SUPPLIED ENTRIES>
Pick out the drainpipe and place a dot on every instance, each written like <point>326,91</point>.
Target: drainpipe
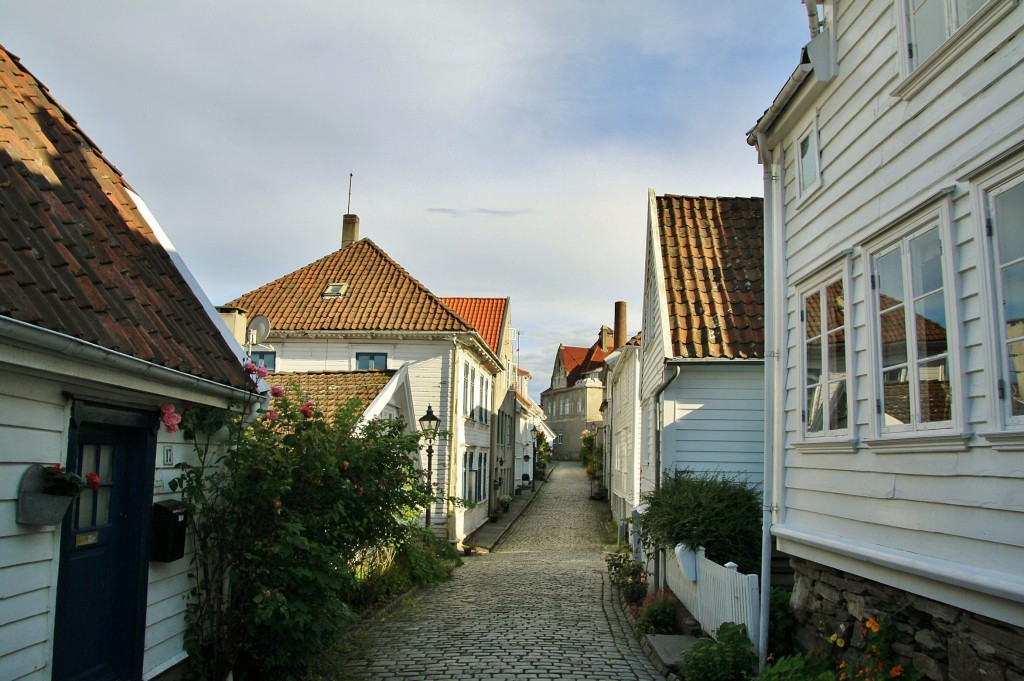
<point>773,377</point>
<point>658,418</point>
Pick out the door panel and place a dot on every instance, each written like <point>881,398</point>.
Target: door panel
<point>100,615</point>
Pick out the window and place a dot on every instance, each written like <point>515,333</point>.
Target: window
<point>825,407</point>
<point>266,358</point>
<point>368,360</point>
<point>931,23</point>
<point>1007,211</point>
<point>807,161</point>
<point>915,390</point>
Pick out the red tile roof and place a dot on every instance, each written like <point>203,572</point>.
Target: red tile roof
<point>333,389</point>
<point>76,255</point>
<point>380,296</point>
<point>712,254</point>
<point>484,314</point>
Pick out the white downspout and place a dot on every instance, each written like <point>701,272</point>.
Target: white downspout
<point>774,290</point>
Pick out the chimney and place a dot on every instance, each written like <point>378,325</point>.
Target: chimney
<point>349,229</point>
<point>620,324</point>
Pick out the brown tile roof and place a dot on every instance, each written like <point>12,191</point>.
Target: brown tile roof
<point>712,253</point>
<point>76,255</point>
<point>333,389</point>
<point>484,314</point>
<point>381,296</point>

---

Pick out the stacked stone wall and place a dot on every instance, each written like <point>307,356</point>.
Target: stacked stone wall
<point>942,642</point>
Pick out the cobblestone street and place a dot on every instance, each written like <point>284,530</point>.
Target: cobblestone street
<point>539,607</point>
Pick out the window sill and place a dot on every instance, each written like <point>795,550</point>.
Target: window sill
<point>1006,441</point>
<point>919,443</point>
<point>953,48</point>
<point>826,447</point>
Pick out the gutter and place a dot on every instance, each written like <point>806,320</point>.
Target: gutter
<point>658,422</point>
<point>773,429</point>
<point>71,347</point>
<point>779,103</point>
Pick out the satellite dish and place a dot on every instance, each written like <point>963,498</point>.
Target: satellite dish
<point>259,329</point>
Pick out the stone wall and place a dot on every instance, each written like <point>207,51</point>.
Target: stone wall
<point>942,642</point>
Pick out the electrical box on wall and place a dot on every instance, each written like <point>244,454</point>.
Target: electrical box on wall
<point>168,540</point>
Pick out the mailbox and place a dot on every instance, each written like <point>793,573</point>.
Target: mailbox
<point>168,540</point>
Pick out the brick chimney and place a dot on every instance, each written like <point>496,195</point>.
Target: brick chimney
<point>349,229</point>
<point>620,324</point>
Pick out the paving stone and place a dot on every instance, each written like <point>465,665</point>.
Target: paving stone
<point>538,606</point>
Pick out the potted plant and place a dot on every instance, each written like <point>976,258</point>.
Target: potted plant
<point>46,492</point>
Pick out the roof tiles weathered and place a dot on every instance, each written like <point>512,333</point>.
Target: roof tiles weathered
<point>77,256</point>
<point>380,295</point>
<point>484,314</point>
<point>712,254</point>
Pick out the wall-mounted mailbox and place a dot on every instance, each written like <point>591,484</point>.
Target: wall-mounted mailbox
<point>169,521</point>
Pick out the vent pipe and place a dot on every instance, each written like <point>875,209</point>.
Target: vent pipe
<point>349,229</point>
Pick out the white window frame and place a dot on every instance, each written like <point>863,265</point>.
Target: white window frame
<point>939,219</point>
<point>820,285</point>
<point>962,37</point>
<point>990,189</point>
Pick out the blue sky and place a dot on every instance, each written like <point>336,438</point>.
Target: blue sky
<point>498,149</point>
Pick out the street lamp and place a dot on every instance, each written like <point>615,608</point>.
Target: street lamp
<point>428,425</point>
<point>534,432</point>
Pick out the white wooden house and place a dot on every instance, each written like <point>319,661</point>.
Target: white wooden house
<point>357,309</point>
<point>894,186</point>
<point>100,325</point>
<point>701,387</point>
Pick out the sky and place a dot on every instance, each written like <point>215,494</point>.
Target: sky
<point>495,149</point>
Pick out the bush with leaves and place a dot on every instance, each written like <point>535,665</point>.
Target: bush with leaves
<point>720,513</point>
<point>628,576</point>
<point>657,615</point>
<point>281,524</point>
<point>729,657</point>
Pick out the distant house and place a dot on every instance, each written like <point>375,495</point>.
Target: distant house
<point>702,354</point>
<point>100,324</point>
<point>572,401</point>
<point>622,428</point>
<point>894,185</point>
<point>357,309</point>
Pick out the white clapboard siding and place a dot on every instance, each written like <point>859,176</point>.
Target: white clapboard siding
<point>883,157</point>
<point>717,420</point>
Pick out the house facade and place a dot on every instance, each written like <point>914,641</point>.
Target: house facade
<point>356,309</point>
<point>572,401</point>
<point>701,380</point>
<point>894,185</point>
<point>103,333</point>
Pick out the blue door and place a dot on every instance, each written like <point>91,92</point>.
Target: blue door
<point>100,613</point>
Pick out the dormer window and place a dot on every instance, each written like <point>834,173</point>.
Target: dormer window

TASK INSTRUCTIONS> For the listing above, give the number of lines that contain the string "dormer" and nothing else.

ANSWER SECTION> 2